ÜBUNGSAUFGABE:
Gib an, welche Ausnahme laut dem Forenbeitrag zum Laden von Icons über getResource bei allen Versuchen gemeldet wird.

DOKUMENTAUSZUG:
• • •

# Icons ueber getRessource lesen



## jakob (31. Jul 2007)

Hi zusammen, 

sorry, dass ich zu dem Thema schon wieder poste, hab schon das Forum durchsucht, die Antworten haben mir aber nichts gebracht. 

Ich hab meine Bilder im jar und will sie aus dem jar einlesen, aber das Einlesen ueber getResource klappt schon im eclipse gar nicht. 

Struktur: 
projektName
---src
---ressources
------search.png

Code:
geht: 
l3.setIcon(new ImageIcon("ressources/search.png"));

geht nicht:
l3.setIcon(new ImageIcon(GUI.class.getResource("ressources/search.png")));
l3.setIcon(new ImageIcon(GUI.class.getResource("/ressources/search.png")));
l3.setIcon(new ImageIcon(GUI.class.getResource("../ressources/search.png")));
l3.setIcon(new ImageIcon(getClass().getResource("ressources/search.png")));
l3.setIcon(new ImageIcon(getClass().getResource("/ressources/search.png")));
l3.setIcon(new ImageIcon(getClass().getResource("../ressources/search.png")));
l3.setIcon(new ImageIcon(GUI.class.getClassLoader().getResource("ressources/search.png")));
l3.setIcon(new ImageIcon(GUI.class.getClassLoader().getResource("/ressources/search.png")));
l3.setIcon(new ImageIcon(GUI.class.getClassLoader().getResource("../ressources/search.png")));

Fehlermeldung bei allen Versuchen:
Exception in thread "main" java.lang.NullPointerException
	at javax.swing.ImageIcon.<init>(ImageIcon.java:138)

• • •

DATENSATZAUSZÜGE:

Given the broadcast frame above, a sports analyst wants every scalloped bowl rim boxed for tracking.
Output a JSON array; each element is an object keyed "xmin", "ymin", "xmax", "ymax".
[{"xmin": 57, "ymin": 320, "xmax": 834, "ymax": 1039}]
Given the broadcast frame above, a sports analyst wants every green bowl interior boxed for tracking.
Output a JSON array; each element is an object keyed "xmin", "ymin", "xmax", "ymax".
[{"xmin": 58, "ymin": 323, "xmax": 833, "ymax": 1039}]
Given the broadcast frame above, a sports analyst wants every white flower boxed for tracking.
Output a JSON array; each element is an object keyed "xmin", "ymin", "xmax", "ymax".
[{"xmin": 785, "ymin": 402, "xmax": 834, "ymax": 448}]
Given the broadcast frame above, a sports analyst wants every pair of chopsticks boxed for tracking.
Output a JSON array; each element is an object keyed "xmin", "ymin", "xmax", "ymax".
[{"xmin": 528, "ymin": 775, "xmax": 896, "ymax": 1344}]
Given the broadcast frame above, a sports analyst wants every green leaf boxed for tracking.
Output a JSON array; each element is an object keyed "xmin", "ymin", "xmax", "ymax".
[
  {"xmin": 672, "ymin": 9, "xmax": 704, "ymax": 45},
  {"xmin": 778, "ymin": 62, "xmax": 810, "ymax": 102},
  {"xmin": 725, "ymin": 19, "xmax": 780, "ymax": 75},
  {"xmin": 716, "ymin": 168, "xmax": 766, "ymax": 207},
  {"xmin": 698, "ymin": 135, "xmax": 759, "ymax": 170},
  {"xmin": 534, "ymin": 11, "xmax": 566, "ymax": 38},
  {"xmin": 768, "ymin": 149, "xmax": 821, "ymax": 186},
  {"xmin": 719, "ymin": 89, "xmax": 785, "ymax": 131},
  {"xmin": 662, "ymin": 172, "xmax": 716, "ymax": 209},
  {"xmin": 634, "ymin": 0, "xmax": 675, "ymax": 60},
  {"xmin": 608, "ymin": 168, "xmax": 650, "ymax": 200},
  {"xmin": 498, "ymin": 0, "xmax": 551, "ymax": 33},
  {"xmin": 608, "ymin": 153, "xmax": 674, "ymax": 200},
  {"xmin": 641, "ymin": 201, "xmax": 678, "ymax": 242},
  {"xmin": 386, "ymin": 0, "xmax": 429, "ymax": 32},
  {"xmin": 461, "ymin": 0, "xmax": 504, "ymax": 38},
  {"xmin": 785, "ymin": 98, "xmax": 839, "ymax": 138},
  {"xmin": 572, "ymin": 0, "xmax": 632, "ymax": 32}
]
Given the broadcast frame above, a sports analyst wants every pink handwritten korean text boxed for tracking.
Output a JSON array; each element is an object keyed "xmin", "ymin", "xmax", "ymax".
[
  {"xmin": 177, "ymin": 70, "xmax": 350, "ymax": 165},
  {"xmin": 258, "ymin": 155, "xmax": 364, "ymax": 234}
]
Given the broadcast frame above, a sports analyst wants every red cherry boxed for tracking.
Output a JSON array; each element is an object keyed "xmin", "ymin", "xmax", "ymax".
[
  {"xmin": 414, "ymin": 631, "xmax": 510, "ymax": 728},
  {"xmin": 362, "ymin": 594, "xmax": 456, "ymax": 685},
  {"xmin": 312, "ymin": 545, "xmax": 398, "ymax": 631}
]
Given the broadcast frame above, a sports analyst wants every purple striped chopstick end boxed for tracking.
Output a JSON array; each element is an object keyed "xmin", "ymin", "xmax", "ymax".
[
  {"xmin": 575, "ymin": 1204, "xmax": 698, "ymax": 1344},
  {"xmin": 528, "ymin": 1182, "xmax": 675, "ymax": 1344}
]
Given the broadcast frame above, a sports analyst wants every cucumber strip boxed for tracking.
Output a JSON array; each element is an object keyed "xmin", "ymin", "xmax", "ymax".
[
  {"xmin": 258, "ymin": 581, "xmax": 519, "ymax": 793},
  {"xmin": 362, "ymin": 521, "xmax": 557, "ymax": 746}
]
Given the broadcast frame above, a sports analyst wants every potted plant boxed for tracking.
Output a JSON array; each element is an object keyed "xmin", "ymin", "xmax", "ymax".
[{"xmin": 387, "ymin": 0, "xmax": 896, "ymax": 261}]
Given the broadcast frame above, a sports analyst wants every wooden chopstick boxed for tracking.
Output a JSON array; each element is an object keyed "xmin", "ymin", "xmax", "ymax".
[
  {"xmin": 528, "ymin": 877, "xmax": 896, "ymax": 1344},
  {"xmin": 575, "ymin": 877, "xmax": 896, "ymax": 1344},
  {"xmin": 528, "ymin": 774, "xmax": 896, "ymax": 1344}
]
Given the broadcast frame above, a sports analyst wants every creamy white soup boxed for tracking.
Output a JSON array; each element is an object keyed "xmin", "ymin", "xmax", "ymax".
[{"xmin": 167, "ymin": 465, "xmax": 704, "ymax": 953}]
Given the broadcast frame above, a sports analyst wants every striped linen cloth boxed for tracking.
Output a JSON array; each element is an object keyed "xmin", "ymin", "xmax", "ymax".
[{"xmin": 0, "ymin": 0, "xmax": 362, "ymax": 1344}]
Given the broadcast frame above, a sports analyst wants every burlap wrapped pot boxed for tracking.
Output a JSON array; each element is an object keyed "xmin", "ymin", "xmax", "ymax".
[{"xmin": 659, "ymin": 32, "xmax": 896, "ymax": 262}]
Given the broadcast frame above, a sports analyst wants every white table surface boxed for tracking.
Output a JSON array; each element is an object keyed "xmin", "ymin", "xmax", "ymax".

• • •

VOLLSTÄNDIGE LÖSUNG:
Es wird eine java.lang.NullPointerException im Thread "main" gemeldet.